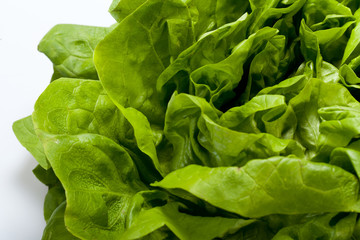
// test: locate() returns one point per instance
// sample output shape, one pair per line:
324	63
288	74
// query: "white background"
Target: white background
24	74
........
→ INSTRUCTIONS FOR THE TASK:
Could you restate every record above word for word, leaving the pictures out?

→ OUTPUT OF THE EXERCISE:
// test: locate() returns one point per instance
// sample output shape, one pair per line:
324	63
288	74
// query: "white background"
Target: white background
24	74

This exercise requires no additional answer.